● ЗАДАНИЕ 1
Ответьте на вопросы по тексту о дружелюбии и праве:
(a) Как называется принятие самобытности другого?
(b) Что считается гораздо более верным признаком внутренней нестабильности?
(c) Что одно может дать стабильную опору правопорядку?

● ПРИВЕДЕННЫЙ ТЕКСТ
= = = =

Чтобы выбраться из нарциссического колеса, в котором человек подобно хомяку крутится вокруг своей оси, постоянно набирая обороты, нужно было бы восстановить связь с другим и при том отказаться от шмиттовской схемы врага/друга, предполагающей насилие негативности. Таким образом, нужна иная конструкция, а точнее даже реконструкция другого, которая не запускала бы разрушительных иммунологических защит. Это было бы такое отношение к другому, при котором он допускался и признавался бы в своей инаковости, в своем особом так-бытии (So-Sein)[23]. Такое принятие самобытности называется дружелюбием. Дружелюбие – не пассивное, безразличное позволение другому быть, но активное, участливое отношение к его так-бытию. Оно возникает лишь перед лицом другого или чужака. Чем сильнее он отличается от меня, тем сильнее ощущается дружелюбие к нему. По отношению к равному невозможны ни дружелюбие, ни враждебность, ни да, ни нет, ни приятие, ни неприятие.
Политика дружелюбия более открыта, нежели политика толерантности. Толерантность – консервативная практика, поскольку инаковость здесь только терпеливо сносят. Она все еще привязана к устойчивому образу самого себя, к явно очерченной идентичности. Кроме того, я строго отграничиваю себя от другого. Практика толерантности не свободна от господства. Обладающее властью большинство терпит меньшинства. Политика дружелюбия дает максимум сплоченности при минимуме взаимозависимости, максимум близости при минимуме родства. Шмиттовская политика насилия как политика идентичности, напротив, позволяет даже братским узам, обладающим максимальной степенью родства, превратиться во враждебность. На вопрос «Кто мой враг?» Шмитт отвечает: «Другой оказывается моим братом, а брат оказывается моим врагом»76.
4.2 Право и насилие
Широко распространено допущение, будто правовой порядок утрачивает свою действенность, если он не прибегает к насильственным средствам достижения целей. В таком случае право было бы не чем иным, как привилегией власть имущего, которую можно обеспечить лишь с помощью насилия. Право действительно требует возможности насильственного правоприменения, однако оно не зиждется на насилии. Уже Гегель пишет: «Представление часто мнит, что государство держится на силе, но на самом деле основой этого является только чувство необходимости порядка, которым обладают все»77. Не угрозой насилия и не карающими санкциями поддерживается правопорядок. Насилием не достигается никакого сплочения. Оно не дает устойчивой опоры. Повсеместно ощутимое присутствие насилия гораздо вернее является признаком внутренней нестабильности. Правовой порядок, который залогом своего существования имел бы только насилие, оказался бы весьма хрупким. Стабильную опору правопорядку может дать лишь согласие. Насилие вступает в действие как раз в тот момент, когда правовой порядок полностью лишается опоры.

= = = =

Записи для указания точек и разметки
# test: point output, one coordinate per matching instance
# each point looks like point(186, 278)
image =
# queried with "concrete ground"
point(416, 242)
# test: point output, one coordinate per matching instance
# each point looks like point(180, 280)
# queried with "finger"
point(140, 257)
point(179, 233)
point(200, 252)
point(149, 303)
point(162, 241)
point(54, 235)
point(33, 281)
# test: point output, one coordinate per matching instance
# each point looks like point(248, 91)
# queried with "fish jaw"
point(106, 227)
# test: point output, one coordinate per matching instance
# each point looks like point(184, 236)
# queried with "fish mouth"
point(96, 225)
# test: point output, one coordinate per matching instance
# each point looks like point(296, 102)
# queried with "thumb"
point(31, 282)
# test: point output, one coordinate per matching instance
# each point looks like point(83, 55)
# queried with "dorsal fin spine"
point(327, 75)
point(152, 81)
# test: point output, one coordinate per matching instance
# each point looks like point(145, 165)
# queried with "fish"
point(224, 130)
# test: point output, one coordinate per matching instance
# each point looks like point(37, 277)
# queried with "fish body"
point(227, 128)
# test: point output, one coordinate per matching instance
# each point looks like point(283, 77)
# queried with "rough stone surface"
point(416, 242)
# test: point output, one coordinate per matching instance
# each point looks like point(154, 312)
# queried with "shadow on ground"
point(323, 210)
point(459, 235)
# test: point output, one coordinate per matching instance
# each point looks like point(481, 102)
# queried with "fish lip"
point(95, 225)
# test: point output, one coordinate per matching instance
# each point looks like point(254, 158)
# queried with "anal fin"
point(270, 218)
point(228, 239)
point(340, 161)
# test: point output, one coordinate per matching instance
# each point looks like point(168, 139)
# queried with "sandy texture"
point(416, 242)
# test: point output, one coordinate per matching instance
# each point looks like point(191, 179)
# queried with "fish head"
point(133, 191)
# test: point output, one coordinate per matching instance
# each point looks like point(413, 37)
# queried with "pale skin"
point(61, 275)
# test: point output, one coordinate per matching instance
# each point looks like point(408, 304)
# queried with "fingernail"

= = = =

● ЗАДАНИЕ 2
Подсчитайте строки записей, в которых встречается слово «ground», и приведите только число.

● ОТВЕТ 1
(a) Дружелюбие.
(b) Повсеместно ощутимое присутствие насилия.
(c) Согласие.

● ОТВЕТ 2
2